▸ Task objective: Check every line of the data for the string "zebra" and copy the ones that have it.

▸ Data:
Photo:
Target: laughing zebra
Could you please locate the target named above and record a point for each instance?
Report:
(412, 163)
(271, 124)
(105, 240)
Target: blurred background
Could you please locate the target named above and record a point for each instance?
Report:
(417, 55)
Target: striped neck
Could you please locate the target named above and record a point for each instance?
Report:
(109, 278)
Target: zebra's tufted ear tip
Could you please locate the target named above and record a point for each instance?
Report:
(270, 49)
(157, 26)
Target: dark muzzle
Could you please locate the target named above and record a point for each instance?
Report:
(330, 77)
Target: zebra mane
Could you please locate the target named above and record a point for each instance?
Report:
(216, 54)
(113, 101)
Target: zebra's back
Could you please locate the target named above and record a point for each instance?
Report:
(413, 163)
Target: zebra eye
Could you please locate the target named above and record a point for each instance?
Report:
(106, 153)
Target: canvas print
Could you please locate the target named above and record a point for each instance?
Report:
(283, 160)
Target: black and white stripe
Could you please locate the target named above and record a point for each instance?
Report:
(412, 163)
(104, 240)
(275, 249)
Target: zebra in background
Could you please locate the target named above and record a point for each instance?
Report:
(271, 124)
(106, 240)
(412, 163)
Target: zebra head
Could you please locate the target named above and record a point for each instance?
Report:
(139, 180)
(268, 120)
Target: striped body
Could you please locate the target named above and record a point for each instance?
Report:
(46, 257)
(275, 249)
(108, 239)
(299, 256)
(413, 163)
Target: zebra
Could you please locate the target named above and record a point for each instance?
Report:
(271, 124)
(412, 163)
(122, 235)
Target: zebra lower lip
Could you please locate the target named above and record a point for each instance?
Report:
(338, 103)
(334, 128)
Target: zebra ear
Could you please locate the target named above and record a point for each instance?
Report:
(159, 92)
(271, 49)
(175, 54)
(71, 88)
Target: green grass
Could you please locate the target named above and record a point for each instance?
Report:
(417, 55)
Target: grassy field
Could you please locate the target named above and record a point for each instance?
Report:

▸ Response to the task:
Target: laughing zebra
Target: zebra's tufted ear tip
Target: zebra mane
Target: zebra's back
Target: zebra eye
Target: zebra in background
Target: zebra head
Target: zebra
Target: zebra lower lip
Target: zebra ear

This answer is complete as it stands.